### Selected excerpt
++++++++++

I'm not a ballet person, or a "watch movies about ballet" person but I saw "Black Swan" last week based on what people were saying about Portman's performance.

The movie was amazing, and more specifically, Portman was absolutely incredible. 

But the majority of the film was shot in "shaky cam" style. You know what I mean, the hand-held camera technique that deliberately shakes to add dramatic tension or some such. Only now it's become the latest thing in filmmaking.

I've seen two other films in the theatres that were entirely or mostly shot in shaky cam (the last Bourne one, and Rachel Getting Married). I wish I had known that Black Swan was shot this way.

I never thought I'd be like this, but shaky cam on the big screen makes me physically nauseous. And I'm not someone who feels like that on planes or anything. This happens no matter where in the theatre I sit, although I haven't tried the very back row. On tv at home, it's not the same, I think because the scale is way off, and it's not like I have one of those huge flat screen tvs or anything.

Anyone else have the same problem? I wonder if there could be a "shaky cam" advisory, since as a personal drama, Black Swan wasn't a typical "car chase" kind of film. But neither was Rachel Getting Married.

 

Nutrimom

I got the heaves from trying to watch Avatar in 3D too. Had to take off the 3D glasses, take off my own glasses too and watch it through myopic blur to calm down the black whirlies it gave me.

++++++++++

### Directive A
Copy word for word the part of the shaky-cam post starting with "I'm not a ballet" and going on through "about Portman's performance.".
### Directive B
Answer these from the shaky-cam post:
(i) Besides Black Swan, which two films shot mostly in shaky cam did the writer see in theaters?
(ii) Which part of the theater has the writer not yet tried sitting in?
(iii) Which film did Nutrimom try to watch in 3D?

### Source data
++++++++++

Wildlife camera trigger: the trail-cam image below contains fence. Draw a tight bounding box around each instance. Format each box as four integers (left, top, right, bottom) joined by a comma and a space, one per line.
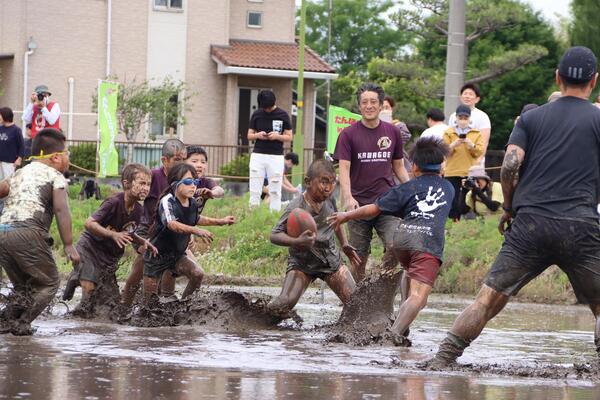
68, 140, 325, 177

++++++++++

### Solution A
I'm not a ballet person, or a "watch movies about ballet" person but I saw "Black Swan" last week based on what people were saying about Portman's performance.

### Solution B
(i) The last Bourne film and Rachel Getting Married.
(ii) The very back row.
(iii) Avatar.